## EXERCICE PROPOSÉ A
Répondez à ces questions d'après le document :
(i) Avec quel photographe Vincent s'est-il rendu dans ce pays, et à quelle agence ce photographe appartient-il ?
(ii) Par quelles forces la vaste zone désertique est-elle contestée ?
(iii) Sur qui les populations du territoire disputé peuvent-elles compter ?
─── DOCUMENT ───
L’élaboration du sujet

« L’idée était d’aller dans ce qu’on appelle les zones disputées, explique Vincent, qui se trouvent au centre de Bagdad dans le triangle de la mort, qui va du sud d’Erbil à l’ouest jusqu’à Tikrit, et qui va jusqu’à Bagdad à l’est. » Cette vaste zone désertique est contestée d’un côté par l’armée irakienne gouvernementale, et de l’autre par les forces kurdes qui disposent de nombreuses bases disséminées sur les routes. Vincent s’est rendu dans ce pays avec William Keo, un photographe de l’agence Magnum, dans le but de rencontrer les populations civiles attaquées par Daesh (banditisme, kidnapping, vol de nourriture, d’armes, de matériel, d’animaux etc.) et prises entre les deux feux kurdes et irakiens. Dans ce territoire disputé, les populations ne peuvent compter que sur elles-mêmes et ont dû s’armer et se défendre seules.
─── DONNÉES D'ENTRÉE ───
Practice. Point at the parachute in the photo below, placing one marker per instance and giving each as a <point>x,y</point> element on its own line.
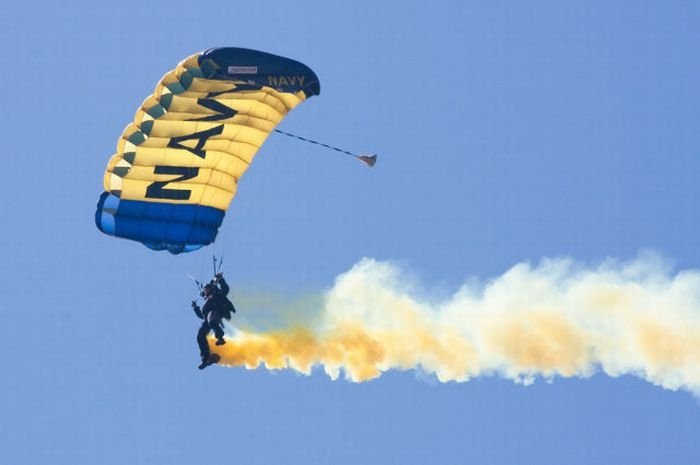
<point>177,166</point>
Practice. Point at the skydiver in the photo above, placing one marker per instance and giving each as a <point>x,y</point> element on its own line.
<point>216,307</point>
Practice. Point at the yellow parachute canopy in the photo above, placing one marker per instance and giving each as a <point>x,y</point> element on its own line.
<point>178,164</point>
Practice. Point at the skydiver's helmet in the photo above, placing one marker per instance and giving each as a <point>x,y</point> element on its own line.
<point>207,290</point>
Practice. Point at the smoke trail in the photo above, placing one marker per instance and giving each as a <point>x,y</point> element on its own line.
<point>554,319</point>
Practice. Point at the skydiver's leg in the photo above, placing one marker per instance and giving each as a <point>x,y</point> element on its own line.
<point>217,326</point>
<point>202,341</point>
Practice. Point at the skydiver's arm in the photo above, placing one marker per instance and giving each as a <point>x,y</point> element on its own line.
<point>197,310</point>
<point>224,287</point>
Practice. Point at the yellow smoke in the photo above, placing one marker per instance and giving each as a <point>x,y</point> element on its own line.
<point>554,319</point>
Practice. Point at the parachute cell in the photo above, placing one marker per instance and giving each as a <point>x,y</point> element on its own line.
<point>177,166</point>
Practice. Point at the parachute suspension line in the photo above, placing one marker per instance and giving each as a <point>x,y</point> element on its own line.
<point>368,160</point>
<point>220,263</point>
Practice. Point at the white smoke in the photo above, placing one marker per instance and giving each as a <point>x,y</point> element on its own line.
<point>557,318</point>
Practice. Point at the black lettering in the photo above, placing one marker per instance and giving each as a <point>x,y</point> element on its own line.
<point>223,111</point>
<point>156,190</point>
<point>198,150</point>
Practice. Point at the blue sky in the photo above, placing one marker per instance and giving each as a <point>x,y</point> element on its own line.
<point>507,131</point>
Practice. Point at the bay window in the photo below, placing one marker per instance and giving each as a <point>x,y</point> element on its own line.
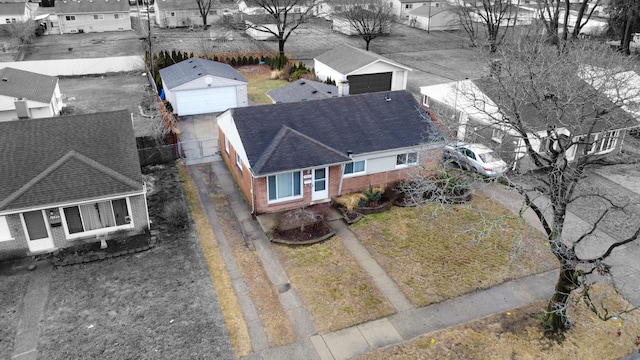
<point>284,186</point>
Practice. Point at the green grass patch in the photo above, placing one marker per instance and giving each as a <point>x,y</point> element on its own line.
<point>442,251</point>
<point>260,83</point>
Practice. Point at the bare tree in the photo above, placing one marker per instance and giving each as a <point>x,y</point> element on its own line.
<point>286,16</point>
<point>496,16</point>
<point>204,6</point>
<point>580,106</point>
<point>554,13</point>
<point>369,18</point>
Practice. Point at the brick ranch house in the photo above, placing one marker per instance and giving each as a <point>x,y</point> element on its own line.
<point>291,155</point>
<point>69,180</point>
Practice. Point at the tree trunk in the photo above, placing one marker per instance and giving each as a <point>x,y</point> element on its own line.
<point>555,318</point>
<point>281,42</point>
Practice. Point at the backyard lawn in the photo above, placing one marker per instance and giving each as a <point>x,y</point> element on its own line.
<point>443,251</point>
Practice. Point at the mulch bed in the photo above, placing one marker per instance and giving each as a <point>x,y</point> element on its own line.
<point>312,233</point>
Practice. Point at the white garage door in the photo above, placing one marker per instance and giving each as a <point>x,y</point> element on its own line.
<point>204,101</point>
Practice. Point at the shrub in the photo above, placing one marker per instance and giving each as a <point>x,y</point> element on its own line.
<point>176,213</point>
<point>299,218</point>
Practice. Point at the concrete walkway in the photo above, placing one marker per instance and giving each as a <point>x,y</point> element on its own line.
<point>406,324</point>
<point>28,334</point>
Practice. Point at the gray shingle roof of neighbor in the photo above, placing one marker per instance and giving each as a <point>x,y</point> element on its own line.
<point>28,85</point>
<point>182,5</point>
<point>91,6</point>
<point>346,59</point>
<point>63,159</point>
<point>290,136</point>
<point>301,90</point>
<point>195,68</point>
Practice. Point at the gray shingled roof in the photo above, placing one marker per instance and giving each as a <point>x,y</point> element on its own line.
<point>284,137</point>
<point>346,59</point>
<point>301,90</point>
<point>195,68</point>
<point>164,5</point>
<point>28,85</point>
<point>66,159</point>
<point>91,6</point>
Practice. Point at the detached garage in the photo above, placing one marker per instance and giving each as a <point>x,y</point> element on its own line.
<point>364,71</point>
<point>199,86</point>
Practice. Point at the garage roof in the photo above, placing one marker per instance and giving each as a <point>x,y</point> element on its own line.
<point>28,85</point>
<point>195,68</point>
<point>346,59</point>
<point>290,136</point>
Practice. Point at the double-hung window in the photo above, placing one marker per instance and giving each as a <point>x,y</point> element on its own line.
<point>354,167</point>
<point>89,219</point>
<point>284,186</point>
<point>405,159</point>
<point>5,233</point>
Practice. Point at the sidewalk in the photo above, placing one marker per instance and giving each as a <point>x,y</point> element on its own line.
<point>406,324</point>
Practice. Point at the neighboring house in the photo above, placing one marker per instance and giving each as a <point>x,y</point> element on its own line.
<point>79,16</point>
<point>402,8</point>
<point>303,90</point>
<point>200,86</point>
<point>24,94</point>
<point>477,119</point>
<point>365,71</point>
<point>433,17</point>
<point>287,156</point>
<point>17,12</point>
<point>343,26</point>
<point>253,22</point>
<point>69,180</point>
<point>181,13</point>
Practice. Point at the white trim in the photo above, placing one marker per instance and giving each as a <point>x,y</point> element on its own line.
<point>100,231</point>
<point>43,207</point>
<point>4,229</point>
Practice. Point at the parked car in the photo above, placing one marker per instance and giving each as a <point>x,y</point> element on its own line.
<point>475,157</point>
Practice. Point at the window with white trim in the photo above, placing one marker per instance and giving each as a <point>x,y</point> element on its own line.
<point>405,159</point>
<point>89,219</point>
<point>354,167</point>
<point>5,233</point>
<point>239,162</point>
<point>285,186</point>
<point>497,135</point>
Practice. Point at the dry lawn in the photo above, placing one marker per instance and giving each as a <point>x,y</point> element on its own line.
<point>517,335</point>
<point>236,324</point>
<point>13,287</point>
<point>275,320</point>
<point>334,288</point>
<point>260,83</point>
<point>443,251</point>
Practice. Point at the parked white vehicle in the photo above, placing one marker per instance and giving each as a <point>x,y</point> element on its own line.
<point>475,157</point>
───
## EXERCICE PROPOSÉ B
Dans le listing, renommez « roof » en « rooftop » sans rien changer d'autre. Commencez à la ligne qui contient « Practice. Point at the white garage », arrêtez-vous après celle qui contient « <point>199,86</point> », et ne redonnez que ces lignes.

## RÉPONSE ATTENDUE A
(i) Avec William Keo, photographe de l'agence Magnum.
(ii) Par l'armée irakienne gouvernementale d'un côté et par les forces kurdes de l'autre.
(iii) Uniquement sur elles-mêmes.

## RÉPONSE ATTENDUE B
Practice. Point at the white garage door in the photo above, placing one marker per instance and giving each as a <point>x,y</point> element on its own line.
<point>204,101</point>
Practice. Point at the shrub in the photo above, placing one marker per instance and giving each as a <point>x,y</point> element on its own line.
<point>176,213</point>
<point>299,218</point>
Practice. Point at the concrete walkway in the photo above, placing one marker per instance and giving each as a <point>x,y</point> element on its own line.
<point>406,324</point>
<point>28,334</point>
Practice. Point at the gray shingle rooftop of neighbor in the photo above, placing one marker per instance and giving each as a <point>x,y</point> element on its own line.
<point>28,85</point>
<point>182,5</point>
<point>91,6</point>
<point>346,59</point>
<point>63,159</point>
<point>290,136</point>
<point>301,90</point>
<point>195,68</point>
Practice. Point at the gray shingled rooftop in the photo above, placing one marker per instance and giving each as a <point>x,y</point> element on its own line.
<point>284,137</point>
<point>346,59</point>
<point>301,90</point>
<point>195,68</point>
<point>164,5</point>
<point>28,85</point>
<point>66,159</point>
<point>91,6</point>
Practice. Point at the detached garage in the photo above, placing one marker per instance and giving each as a <point>x,y</point> element on its own line.
<point>364,71</point>
<point>199,86</point>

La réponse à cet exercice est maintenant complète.